London Fortnight: Girilal Jain

In the race for the limelight Britain’s angry young men are beginning to lose to satirists! John Osborne who rocketed to fame with the play Look Back In Anger and other writers of this generation are becoming back numbers as younger men and women move in and take over the task of demolishing the Victorian facade. Their most effective medium is television.

Most viewers were shocked when the BBC sprang a programme on them under the catchy title of “That Was The Week That Was” a little over three months ago! It exposed to laughter, even if in good humour, all the sacred pillars of British society. Even the holiest of the holies, the Royal family and the Church, were not spared. Mr Macmillan provided too large a target to be resisted. As angry letters poured into the BBC and Members of Parliament raised points of privilege, many doubted if the young men would continue to be given a free hand. The programme has survived uncensored and is already one of the most popular television shows with over ten million viewers. Three weeks earlier the figure was seven million.

This is not a freak case. Private Eye, a satirical weekly, celebrated its first birthday last month with the print order exceeding 50,000 copies. The distributors still do not distribute it for fear of libel but one can buy a copy even in the suburbs and circulation rises, week after week. It has become a must for the London elite.

This movement, if it can bear such a portentous title, began with the “Beyond the Fringe” revue at Edinburgh in 1961. Last summer the revue moved to London to be followed by the formation of the Establishment Club. Mr Macmillan went to the revue to see himself and his Cabinet colleagues satirised. The Queen enjoyed the show with its anti-Establishment jokes. Now the revue is barnstorming America suitably adapted to bring in the Kennedy clan.

Almost all these young men and women come from the Oxford and Cambridge satire schools. “The movement”, as The Observer puts it, “is remarkably inbred. The groups overlap.” That might or might not prove a serious weakness. The greater trouble is the lack of some overall purpose in this new wave of satire to which men like JB Priestley have drawn attention. It seems unlikely that it will acquire such a purpose. The participants are split on political issues and their success depends completely on team work.

Change of Sex

That Was The Week That Was” is by no means the only BBC programme that has led to questions about the “moral health” of “Dear Old Auntie”. The other day the highly controversial and outspoken report on sex and morals written and published by eleven Quakers after years of investigation was discussed over television in a remarkably uninhibited manner. The report rejects almost completely the traditional approach to morality.

The change of personality on the part of the BBC has been so complete that it is being compared to a “change of sex”. Gone is the stuffy conservatism which progressive (1 am not using the term in the Marxist sense) intellectuals used to find suffocating. Dear Old Auntie (it recently reached its fourtieth anniversary) is beginning to look at the facts of life without the blinkers of respectability. Frankness and boldness are the key words under the new dispensation!

How did this change come about? The answer is simple: competition. The challenge came with the establishment of Independent Television. The manner in which top men in the Conservative Central Office combined with financial interests to push this scheme might have been scandalous as responsible men like Lord Reith have alleged. The programmes on ITV might still be dripping violence, but the fact remains that competition has compelled the BBC to put on a new look in the manner of Jane, the dowdy provincial widow, in one of Somerset Maugham’s stories.

Object pointing data rows:
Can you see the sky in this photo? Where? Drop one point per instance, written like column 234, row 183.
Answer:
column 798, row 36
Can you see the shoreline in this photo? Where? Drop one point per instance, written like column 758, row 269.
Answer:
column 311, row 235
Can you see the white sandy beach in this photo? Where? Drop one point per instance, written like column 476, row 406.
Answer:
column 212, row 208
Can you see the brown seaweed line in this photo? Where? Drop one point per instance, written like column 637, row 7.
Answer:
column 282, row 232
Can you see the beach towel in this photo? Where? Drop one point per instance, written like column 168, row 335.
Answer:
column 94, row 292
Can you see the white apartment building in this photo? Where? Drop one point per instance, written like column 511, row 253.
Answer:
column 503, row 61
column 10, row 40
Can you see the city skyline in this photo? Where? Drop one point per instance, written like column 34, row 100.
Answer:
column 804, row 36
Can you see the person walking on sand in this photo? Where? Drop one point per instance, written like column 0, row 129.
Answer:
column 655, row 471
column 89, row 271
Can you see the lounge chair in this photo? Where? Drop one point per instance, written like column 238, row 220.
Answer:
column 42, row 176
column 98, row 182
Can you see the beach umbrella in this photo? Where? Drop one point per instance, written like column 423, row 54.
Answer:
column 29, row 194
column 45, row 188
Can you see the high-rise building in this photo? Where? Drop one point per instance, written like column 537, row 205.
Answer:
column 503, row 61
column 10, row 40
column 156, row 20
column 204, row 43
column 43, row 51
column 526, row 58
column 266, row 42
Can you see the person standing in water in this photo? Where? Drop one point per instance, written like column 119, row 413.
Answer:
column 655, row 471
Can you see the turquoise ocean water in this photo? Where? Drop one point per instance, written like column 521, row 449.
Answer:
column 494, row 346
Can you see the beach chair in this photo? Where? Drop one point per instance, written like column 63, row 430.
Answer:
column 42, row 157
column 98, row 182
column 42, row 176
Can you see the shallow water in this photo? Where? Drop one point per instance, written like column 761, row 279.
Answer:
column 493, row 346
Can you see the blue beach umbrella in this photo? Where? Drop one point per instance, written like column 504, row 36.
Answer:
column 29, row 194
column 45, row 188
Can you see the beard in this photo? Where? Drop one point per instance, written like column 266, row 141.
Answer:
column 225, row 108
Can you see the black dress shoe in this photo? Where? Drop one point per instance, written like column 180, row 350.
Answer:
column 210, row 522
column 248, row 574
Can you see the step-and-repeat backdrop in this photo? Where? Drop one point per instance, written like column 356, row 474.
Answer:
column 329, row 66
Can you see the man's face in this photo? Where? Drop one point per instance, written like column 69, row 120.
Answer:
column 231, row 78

==

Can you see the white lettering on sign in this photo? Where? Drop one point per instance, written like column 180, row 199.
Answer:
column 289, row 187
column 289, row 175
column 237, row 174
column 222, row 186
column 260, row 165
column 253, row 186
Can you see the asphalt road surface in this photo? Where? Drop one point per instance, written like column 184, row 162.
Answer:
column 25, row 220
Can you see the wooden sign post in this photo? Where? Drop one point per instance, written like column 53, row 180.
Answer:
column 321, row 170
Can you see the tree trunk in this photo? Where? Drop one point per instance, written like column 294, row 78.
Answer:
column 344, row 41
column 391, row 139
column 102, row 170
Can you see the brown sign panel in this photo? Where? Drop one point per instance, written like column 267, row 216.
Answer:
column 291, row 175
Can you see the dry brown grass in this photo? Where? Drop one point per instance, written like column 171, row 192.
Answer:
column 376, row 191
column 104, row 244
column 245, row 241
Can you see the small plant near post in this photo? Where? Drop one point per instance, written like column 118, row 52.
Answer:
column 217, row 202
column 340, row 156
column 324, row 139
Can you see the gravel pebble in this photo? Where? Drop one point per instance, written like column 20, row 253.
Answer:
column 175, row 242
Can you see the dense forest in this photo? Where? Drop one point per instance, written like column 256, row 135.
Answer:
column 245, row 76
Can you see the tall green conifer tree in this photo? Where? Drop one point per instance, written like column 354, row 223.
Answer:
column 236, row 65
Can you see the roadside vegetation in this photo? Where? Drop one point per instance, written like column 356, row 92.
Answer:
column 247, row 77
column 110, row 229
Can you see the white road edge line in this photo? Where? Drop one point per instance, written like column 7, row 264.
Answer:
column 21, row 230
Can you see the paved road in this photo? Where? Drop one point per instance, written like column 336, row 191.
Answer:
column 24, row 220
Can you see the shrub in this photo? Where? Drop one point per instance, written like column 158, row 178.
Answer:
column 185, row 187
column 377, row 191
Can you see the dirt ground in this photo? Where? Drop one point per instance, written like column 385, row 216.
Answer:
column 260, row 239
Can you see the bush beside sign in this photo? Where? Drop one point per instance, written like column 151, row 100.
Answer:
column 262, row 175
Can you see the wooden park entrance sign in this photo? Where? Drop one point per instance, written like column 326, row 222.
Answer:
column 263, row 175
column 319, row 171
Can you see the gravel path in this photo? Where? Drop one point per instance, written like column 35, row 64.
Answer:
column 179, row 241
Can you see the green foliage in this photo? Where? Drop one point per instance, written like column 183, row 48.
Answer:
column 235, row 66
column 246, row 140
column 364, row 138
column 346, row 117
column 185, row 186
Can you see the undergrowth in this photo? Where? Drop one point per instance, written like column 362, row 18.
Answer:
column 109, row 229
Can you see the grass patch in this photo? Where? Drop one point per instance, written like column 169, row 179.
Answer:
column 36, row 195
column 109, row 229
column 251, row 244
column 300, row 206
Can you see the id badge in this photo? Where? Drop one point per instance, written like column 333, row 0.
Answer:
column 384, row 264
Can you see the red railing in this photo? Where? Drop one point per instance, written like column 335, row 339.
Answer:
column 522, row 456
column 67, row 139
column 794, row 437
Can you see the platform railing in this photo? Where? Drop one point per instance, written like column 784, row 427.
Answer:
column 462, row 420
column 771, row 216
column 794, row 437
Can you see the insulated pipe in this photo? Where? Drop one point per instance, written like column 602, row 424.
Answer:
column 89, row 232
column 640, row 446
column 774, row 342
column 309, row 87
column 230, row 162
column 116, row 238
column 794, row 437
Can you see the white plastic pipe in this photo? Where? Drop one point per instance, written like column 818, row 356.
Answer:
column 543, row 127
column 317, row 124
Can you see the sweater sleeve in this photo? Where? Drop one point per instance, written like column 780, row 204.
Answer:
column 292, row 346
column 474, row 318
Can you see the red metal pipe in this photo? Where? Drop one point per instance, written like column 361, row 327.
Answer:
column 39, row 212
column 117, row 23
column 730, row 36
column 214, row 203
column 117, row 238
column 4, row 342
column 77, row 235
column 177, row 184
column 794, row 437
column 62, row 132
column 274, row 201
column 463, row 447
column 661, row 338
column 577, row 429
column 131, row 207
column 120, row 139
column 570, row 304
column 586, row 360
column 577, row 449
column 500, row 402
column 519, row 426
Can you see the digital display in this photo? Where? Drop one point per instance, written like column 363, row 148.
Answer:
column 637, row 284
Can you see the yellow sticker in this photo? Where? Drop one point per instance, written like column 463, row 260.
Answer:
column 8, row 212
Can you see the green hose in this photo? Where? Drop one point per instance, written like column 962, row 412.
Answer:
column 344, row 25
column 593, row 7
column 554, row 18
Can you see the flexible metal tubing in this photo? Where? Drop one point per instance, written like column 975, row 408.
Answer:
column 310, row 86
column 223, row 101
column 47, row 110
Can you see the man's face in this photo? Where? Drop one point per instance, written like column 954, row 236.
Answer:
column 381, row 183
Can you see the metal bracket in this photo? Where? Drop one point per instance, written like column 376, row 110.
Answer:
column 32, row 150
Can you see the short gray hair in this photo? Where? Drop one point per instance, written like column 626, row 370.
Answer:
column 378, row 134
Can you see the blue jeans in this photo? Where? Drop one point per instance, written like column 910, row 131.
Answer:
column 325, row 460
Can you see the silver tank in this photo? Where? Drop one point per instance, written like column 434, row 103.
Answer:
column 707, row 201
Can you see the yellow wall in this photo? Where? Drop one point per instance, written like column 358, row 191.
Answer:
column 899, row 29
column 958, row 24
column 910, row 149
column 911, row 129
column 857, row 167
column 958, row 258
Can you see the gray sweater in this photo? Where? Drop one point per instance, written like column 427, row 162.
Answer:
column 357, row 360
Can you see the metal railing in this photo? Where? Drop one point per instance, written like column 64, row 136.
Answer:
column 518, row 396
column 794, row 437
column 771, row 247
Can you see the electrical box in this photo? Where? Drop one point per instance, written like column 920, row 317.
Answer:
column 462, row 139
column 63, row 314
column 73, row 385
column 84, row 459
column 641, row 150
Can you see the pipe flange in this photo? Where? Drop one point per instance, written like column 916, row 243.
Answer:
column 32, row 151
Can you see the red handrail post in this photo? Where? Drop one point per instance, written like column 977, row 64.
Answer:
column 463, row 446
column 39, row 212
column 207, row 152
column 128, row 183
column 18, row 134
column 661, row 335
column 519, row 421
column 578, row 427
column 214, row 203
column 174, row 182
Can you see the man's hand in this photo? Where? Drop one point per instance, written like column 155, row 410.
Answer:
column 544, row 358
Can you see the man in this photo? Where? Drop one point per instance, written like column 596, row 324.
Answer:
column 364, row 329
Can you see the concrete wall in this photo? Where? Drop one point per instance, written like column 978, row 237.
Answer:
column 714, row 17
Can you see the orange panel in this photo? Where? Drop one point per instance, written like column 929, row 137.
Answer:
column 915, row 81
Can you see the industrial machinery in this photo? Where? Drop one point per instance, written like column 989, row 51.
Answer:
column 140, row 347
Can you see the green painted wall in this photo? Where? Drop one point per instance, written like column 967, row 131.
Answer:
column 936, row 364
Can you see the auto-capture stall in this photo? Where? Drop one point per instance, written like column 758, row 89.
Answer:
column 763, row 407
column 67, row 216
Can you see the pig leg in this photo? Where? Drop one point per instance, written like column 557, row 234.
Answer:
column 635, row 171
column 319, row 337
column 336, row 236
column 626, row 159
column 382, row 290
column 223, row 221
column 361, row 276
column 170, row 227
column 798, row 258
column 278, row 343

* * *

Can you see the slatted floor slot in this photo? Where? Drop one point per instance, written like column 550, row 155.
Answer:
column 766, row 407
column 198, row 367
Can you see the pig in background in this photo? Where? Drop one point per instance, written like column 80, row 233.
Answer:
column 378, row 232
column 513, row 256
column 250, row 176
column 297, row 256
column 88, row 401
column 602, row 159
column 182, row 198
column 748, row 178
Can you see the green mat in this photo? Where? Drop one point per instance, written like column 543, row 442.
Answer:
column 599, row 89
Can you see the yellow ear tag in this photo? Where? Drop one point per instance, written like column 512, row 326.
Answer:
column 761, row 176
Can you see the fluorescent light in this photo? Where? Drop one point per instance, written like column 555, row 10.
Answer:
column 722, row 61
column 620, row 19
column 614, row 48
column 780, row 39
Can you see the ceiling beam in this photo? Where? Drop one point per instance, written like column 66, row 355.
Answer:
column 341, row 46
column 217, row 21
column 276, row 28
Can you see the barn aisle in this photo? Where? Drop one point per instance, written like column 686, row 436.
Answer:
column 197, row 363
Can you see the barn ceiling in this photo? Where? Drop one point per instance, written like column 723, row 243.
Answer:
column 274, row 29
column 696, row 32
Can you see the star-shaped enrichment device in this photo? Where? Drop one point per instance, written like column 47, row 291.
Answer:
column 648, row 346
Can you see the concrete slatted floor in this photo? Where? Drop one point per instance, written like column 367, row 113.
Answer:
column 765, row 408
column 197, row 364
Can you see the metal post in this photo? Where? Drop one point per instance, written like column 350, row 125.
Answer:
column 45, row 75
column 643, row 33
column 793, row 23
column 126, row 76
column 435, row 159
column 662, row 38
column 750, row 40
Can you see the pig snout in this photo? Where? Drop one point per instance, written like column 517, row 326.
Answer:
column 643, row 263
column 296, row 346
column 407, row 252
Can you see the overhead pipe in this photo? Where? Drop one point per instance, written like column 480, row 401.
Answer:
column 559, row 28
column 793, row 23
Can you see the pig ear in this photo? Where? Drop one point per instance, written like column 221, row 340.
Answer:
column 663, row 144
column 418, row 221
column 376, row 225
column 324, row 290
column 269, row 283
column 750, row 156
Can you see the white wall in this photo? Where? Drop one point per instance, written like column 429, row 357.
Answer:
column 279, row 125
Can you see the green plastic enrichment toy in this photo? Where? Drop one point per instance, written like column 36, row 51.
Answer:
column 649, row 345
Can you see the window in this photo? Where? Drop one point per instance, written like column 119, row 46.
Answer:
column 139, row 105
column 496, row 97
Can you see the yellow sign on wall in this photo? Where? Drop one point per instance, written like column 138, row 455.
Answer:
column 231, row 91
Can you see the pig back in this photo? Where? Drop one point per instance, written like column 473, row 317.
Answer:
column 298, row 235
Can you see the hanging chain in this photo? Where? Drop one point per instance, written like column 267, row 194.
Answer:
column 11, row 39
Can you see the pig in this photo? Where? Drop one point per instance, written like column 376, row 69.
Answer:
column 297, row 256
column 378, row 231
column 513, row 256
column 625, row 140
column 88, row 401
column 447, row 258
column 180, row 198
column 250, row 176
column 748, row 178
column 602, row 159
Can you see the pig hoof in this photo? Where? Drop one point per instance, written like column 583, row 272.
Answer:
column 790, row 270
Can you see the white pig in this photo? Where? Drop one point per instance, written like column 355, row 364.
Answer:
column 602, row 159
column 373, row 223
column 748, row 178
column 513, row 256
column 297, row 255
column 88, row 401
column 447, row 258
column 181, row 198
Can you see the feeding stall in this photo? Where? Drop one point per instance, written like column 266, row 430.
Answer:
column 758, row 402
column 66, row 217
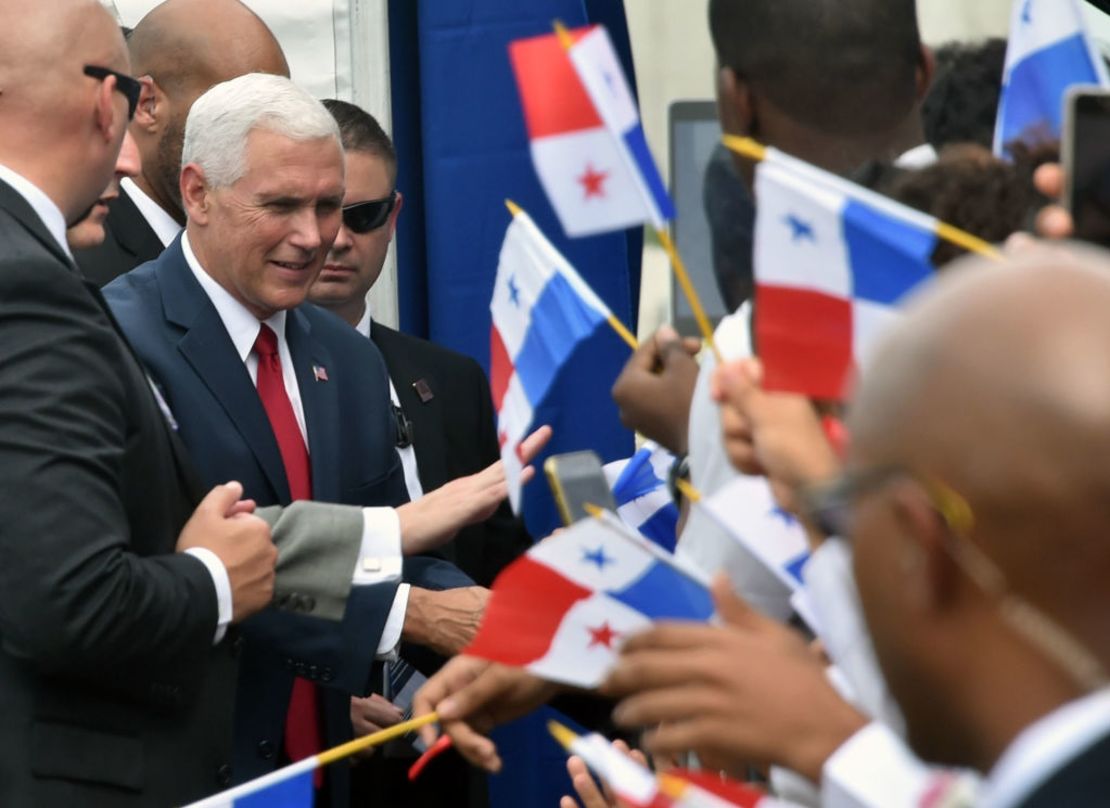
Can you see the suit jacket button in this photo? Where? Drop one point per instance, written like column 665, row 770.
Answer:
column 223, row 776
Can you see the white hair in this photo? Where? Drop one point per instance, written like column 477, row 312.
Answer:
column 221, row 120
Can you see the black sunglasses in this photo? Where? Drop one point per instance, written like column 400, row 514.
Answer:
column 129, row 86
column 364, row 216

## Given problem A:
According to the London column, how many viewers does "That Was The Week That Was" now have?
## Given problem B:
Do these statements agree with the London column? Answer yes or no for each, quoting the words that decide it.
(i) Private Eye's print order passed 50,000 copies by its first birthday.
(ii) The satire movement began with the "Beyond the Fringe" revue in London.
(iii) The Queen disliked the revue's jokes about the Establishment.

## Reply A:
Over ten million.

## Reply B:
(i) Yes: "Private Eye, a satirical weekly, celebrated its first birthday last month with the print order exceeding 50,000 copies."
(ii) No: "began with the “Beyond the Fringe” revue at Edinburgh in 1961."
(iii) No: "The Queen enjoyed the show with its anti-Establishment jokes."